### EXERCISE GOAL
Transcribe every entry precisely, omitting nothing.

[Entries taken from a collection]
===

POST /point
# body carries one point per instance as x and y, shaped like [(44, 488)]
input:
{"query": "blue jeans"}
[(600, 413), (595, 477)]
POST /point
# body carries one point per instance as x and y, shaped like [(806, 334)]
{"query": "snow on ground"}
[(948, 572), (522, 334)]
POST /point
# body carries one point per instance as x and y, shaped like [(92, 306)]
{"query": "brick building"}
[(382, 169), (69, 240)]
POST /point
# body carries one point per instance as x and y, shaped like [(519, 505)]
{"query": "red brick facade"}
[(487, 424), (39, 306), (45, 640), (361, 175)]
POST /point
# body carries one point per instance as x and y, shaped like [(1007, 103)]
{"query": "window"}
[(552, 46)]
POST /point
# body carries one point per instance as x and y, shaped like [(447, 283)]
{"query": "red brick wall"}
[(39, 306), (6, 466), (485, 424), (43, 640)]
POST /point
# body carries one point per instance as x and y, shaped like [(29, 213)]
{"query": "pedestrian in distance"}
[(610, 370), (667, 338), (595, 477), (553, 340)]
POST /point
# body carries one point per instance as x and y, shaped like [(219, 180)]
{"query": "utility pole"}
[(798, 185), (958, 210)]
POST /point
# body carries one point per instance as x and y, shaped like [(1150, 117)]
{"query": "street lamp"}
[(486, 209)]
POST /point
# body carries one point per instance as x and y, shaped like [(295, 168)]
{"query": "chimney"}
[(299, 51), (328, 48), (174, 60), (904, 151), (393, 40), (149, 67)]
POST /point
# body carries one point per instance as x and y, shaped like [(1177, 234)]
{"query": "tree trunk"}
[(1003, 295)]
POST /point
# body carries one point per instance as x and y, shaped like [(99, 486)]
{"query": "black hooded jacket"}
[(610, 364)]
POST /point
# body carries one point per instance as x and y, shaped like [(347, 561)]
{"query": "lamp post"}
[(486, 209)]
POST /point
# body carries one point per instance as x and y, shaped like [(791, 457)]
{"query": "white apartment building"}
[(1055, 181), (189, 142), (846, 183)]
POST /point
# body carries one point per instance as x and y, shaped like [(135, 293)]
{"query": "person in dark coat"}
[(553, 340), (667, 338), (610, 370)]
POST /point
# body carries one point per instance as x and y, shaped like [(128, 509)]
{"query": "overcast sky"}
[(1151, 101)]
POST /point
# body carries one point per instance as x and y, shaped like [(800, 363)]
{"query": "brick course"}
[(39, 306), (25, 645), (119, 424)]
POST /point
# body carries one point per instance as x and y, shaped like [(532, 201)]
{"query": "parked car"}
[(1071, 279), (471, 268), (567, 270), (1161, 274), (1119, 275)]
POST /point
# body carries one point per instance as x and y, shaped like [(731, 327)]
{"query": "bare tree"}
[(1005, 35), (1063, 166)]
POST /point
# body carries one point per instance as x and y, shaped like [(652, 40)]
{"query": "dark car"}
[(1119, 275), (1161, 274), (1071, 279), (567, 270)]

===

### ANSWER FOR THIS EXERCISE
POST /point
# body carries one point per instance as x and y, shaped like [(44, 488)]
input:
{"query": "blue jeans"}
[(600, 413), (595, 477)]
POST /point
# body carries one point per instance as x and y, shaped like [(806, 334)]
{"query": "snow on ground"}
[(948, 572), (522, 334)]
POST /point
# body carries one point per instance as x and y, shaped like [(92, 306)]
{"query": "brick building"}
[(382, 169), (69, 240)]
POST /point
# body carries one point per instance as x and y, shaped like [(519, 505)]
{"query": "red brick facade"}
[(487, 424), (39, 306), (45, 640), (361, 175)]
POST /point
# body carries one point per instance as x and y, shaped like [(1007, 103)]
{"query": "window"}
[(552, 46)]
POST /point
# body carries one point per instance as x and y, shaped like [(447, 283)]
{"query": "red brick wall"}
[(39, 306), (6, 466), (485, 424), (43, 640)]
POST /point
# body carries one point per instance as x and y, shaped like [(29, 213)]
{"query": "pedestrian in distance"}
[(610, 370), (667, 338), (595, 477), (553, 340)]
POST /point
# body carries one point per instance as x and y, shaped like [(219, 180)]
{"query": "utility pole"}
[(798, 185), (958, 210)]
POST /point
# body carries one point per instance as x and y, shaped like [(1150, 117)]
{"query": "street lamp"}
[(486, 209)]
POST /point
# body carries one point per instance as x and y, shaped like [(295, 168)]
{"query": "chimney"}
[(299, 51), (328, 48), (174, 60), (904, 151), (393, 40), (149, 67)]
POST /point
# body carries one point per instance as x and y, shaped like [(1177, 234)]
{"query": "tree trunk"}
[(1003, 295)]
POST /point
# body carries one point per instance as x and y, shaped like [(99, 486)]
{"query": "black hooded jacket"}
[(610, 364)]
POST /point
# body carries one point per instance as x and y, shaped like [(347, 561)]
{"query": "lamp post"}
[(486, 209)]
POST /point
# body carries one point per instance as x and y, shaped like [(791, 457)]
{"query": "white apartment building"}
[(1055, 181), (189, 142), (846, 183)]
POST /point
# body carries one point per instance as x and y, shaped like [(135, 293)]
{"query": "person in dark coat"}
[(553, 340), (667, 338), (610, 370)]
POST /point
# body carries one point per instance as x and y, shaped like [(128, 509)]
{"query": "overcast sky"}
[(1151, 101)]
POST /point
# body carries one point per instance as x and y, shaped like [(800, 363)]
{"query": "brick course"}
[(39, 306), (25, 645), (119, 424)]
POST /point
# body carries one point per instance as x and y, shaped like [(532, 201)]
{"query": "parked car"}
[(1071, 279), (471, 268), (567, 270), (1161, 274), (1119, 275)]
POST /point
# body carries one point per instance as x and y, shaped like [(731, 327)]
{"query": "bare tree"}
[(1005, 35), (1063, 166)]
POST /point
# body carries one point per instance as x and y, shaped like [(652, 40)]
{"query": "dark car"}
[(1119, 275), (1161, 274), (1071, 279), (567, 270)]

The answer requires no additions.